BEGIN

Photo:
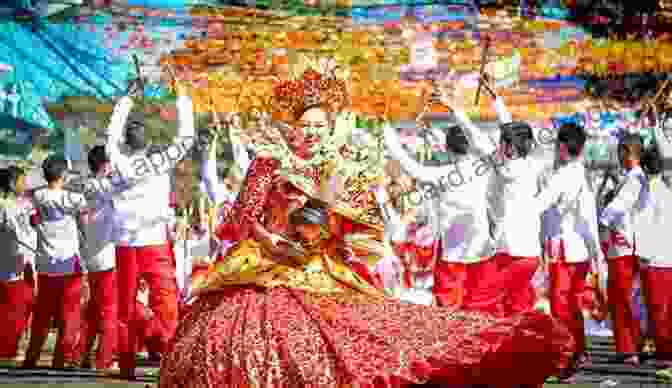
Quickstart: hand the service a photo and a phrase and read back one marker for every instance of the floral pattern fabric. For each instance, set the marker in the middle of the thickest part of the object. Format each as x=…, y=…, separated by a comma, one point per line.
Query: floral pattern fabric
x=319, y=324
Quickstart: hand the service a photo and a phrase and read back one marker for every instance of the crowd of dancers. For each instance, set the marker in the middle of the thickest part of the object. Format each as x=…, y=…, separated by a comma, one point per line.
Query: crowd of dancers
x=302, y=290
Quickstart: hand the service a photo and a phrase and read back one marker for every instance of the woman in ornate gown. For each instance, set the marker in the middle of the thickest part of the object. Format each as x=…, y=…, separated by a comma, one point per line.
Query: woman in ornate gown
x=282, y=308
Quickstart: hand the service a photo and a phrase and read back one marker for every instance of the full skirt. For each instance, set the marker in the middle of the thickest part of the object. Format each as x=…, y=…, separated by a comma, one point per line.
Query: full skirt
x=279, y=337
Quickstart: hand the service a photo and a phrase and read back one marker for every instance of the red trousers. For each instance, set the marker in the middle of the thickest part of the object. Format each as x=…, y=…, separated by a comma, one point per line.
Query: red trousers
x=101, y=317
x=515, y=277
x=155, y=265
x=656, y=283
x=449, y=281
x=567, y=285
x=58, y=297
x=627, y=329
x=16, y=304
x=149, y=331
x=500, y=286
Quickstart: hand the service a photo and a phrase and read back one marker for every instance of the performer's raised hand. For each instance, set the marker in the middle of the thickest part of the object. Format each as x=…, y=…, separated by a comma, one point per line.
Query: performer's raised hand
x=135, y=88
x=453, y=94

END

* [Task details] Using the material above, retype each entry exactly and omit the pictures.

* [Answer box]
Photo:
Quickstart: hand the service a photo and a phrase and read back one marker for every instance of the floral pattern fabric. For each instance, set the marker in the middle of the thickest part of the object. Format each as x=…, y=…, separated by a comma, one point per line.
Query: floral pattern fabric
x=319, y=324
Quickstart: hand the service a photo and a phrase and read back one marker for every instance of the crowd of dancers. For each instance, set the marker in the middle of the thickest part of the object. Format each as x=…, y=…, separated by a comma, one point per line.
Query: crowd of dancers
x=302, y=290
Quickstart: hand the service a photo and a phrase and read back one marker for every instance of the woman in ornate gown. For each instance, set the marker in the middle of the thickest part of the object. Format each as x=…, y=…, separated by a comma, one point per line.
Query: woman in ornate gown
x=282, y=308
Quickstart: hand the service a photo and a phrase and read back one marker for every instance of the full skirt. For each instance, set the marker in the middle of the thickest part of the object. Format each as x=…, y=…, separated by a comma, one point per line.
Query: full skirt
x=279, y=337
Quickstart: hand the service a photo and a phrase and read back one marker for every instance of the red trousers. For each instance, set the marker in the middle of the thickest part of the object. Format each as x=…, y=…, separated by a comma, one point per line.
Query: red trousers
x=101, y=317
x=515, y=277
x=155, y=265
x=656, y=283
x=449, y=281
x=567, y=285
x=58, y=297
x=627, y=329
x=16, y=304
x=149, y=331
x=500, y=286
Quickstart: hand the service a photo and a phrase and read back one marker for every instance of the performer's raised hand. For each instance, set the marker in the middle of the thickest part of the object. Format each as x=…, y=…, separated by a comma, one point per line.
Query: performer's raised hand
x=135, y=88
x=453, y=94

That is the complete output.